Exercise brief:
In the records below, count every line where the string "black" appears, and reply with the count only.

(Data records)
..............................

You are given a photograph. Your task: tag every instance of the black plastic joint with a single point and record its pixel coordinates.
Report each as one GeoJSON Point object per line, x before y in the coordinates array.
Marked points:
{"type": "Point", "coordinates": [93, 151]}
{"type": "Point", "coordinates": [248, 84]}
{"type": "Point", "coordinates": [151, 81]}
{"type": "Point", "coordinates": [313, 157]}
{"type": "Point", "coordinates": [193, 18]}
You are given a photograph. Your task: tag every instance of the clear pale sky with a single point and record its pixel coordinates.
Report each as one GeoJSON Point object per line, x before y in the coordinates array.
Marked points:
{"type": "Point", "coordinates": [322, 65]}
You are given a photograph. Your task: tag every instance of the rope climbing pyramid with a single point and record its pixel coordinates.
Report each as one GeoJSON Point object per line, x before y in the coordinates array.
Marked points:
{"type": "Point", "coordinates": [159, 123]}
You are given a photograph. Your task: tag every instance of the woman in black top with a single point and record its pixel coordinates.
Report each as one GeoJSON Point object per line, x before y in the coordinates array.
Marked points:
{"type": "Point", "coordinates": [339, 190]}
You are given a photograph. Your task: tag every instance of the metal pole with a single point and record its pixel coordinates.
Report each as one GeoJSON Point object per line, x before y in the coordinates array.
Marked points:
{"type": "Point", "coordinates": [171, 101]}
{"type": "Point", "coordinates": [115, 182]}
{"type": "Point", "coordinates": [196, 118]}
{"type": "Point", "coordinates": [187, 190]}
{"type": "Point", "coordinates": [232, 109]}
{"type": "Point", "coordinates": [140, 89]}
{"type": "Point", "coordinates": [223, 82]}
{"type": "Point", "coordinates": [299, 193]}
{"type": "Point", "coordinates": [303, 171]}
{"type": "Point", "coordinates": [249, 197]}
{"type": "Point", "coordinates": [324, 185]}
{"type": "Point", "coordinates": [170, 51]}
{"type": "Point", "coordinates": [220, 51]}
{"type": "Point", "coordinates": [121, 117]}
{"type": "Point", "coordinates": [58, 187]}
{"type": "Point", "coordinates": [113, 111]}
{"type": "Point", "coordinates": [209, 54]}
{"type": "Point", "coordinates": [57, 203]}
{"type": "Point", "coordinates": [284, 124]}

..............................

Result:
2